| SELECTED EXTRACT |
▼

I watched this recently and thought it odd that they didn’t cover anything past Eliminator. Billy also seemed way thinner to me than I’d imagine, FWIW, and I do wish they’d have brought up the Lester Bangs period. I read about it many years ago in the great bio that Jim DeRogatis did of him called Let It Blurt.
Here’s a partial confirmation on that Buffalo Springfield thingie, Old Neil himself:
MTV did very strange things to music, some for better, some worse. Along with the ZZ Top makeover think of the J Geils Band. A stinky blues bar band from Boston somehow made over into chart-chasing pin-ups for the small screen. I have a soft spot for their live album but couldn’t imagine putting on the hits. Same with ZZ Top and the early records.
As for Prince, well, a rockstar’s first and only job requirement is to be noticed, and I always felt the late purple one was forever trying way too hard on that score.
Upwards and onwards.
Good point, mikeydread. MTV-era makeovers to the likes of ZZ Top and J Geils Band did call into question that notion that you can’t make a silk purse out of a sow’s ear.
Mod, enough with this ’70s Top vs. ’80s Top business. You’re stuck in the past, man! Let’s get down to business here – and do what needed to be done years ago on this site to appeal to the vital youth market of today – and talk ’90s ZZ Top.
Please give me your thoughts on their 1990 song “Doubleback” (the theme song from BACK TO THE FUTURE III). Specifically, I am asking you to consider and answer the following:
-Was BTTF3’s status as a (relative) bust due to the (relative) failure of “Doubleback” as a comeback vehicle for The Top or did “Doubleback” itself directly cause BACK TO THE FUTURE III to underperform on the big screen? (“Doubleback”, their first single in four years, hit #1 on the US mainstream rock chart but stalled at #50 on the Billboard 100; similarly, BACK TO THE FUTURE III brought in over $244M at the domestic box office, but that’s still almost $100M less than BACK TO THE FUTURE II brought in just a year earlier)
-“Doubleback” is the best-performing Top song in the history of the Swiss Hitparade, charting 20 full spots ahead of, say, a “Gimme All Your Lovin”. Why do you think “Doubleback” resonated so strongly with the Swiss?
-As we all know, “Doubleback” was a featured song in the classic 1990 Data East “Back To The Future: The Pinball” machine. Was Michael J. Fox right to refuse Data East the rights to likeness on the machine?
-“Doubleback”: better or worse than ’80s Top?
This site is peopled by some troubled folks.
To geo: Thank our maker(s)!

▲

| RECORDS |
▼

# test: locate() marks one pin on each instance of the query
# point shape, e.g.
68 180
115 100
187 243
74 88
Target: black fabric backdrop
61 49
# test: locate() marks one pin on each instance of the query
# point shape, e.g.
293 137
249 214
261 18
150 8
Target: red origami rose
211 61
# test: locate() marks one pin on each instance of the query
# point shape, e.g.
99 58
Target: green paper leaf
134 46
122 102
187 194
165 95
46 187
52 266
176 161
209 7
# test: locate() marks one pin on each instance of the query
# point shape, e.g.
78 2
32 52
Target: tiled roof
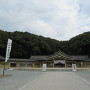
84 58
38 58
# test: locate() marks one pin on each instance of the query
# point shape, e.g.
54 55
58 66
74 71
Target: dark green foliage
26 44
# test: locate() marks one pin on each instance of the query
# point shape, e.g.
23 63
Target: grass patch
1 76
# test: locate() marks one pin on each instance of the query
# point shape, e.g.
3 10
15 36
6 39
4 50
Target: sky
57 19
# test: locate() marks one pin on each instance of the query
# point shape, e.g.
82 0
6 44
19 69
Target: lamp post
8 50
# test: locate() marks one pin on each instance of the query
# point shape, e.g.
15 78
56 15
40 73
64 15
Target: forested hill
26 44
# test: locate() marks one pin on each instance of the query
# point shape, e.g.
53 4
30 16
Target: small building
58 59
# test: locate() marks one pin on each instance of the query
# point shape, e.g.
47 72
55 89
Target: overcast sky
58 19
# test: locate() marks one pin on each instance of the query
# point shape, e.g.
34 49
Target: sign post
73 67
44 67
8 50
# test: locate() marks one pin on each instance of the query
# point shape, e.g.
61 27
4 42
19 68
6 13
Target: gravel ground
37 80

▲
▼

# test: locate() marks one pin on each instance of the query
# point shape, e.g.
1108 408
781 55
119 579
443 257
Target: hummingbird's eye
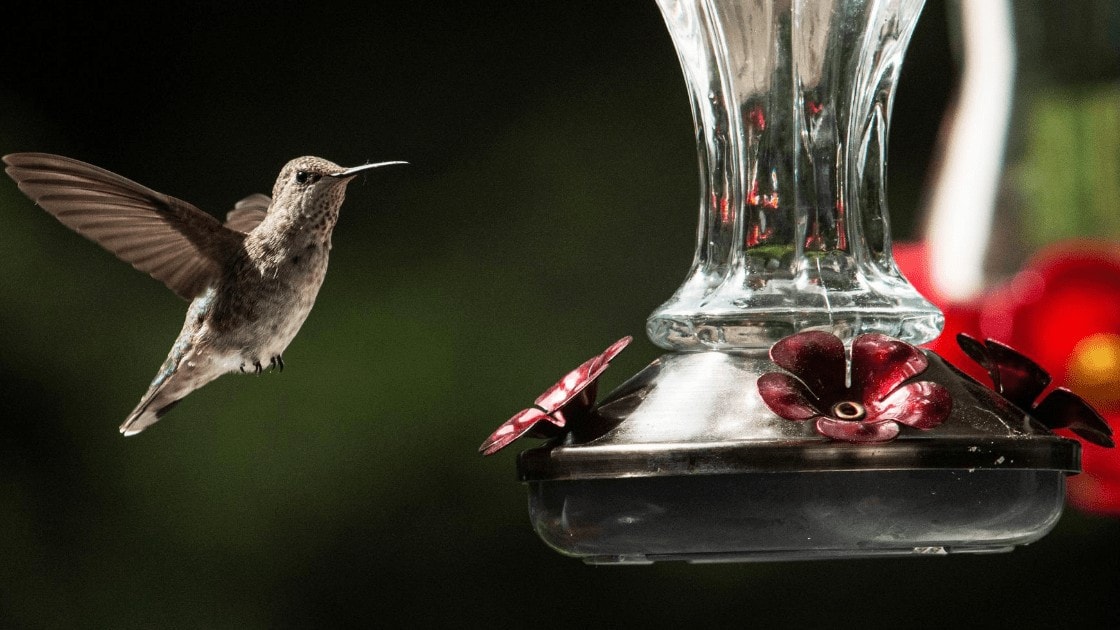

▲

| PROBLEM SET |
1. Translate this sentence from the ZZ Top comment thread into Spanish: "MTV did very strange things to music, some for better, some worse."
2. Write the next comment in the ZZ Top comment thread, picking up after its final line.

| FINAL RESULTS |
1. MTV le hizo cosas muy extrañas a la música, algunas para bien, otras para mal.

2.
To the magic man, I’m going to have to do some research. I just got done watching 1984’s Red Dawn, which had less evidence of a story than there is evidence of the livestock on that Top tour. When my brain resets, I will take some time to track down that scene in the film, which I did see in the theater. I’ll also take time to revisit the acting chops of Leah Thompson, which were compromised in Red Dawn, thanks to a studio that was too prudish to leave in a love scene between her character and an older character played by Powers Booth.
Red Dawn was directed by John Milius, right? Do you think he studied film under Riefenstahl? In the immortal words of somebody…”What are you, vaping these days?”
John Milius was the director, geo.
Alexmagic, I’m beginning to research my response to your query. So far, I’ve got this to share: https://youtu.be/MfobYtIgkuA
OK, I think this behind-the-scenes look at “Doubleback” and it’s crucial role in BTTF III answers some of your questions, alexmagic.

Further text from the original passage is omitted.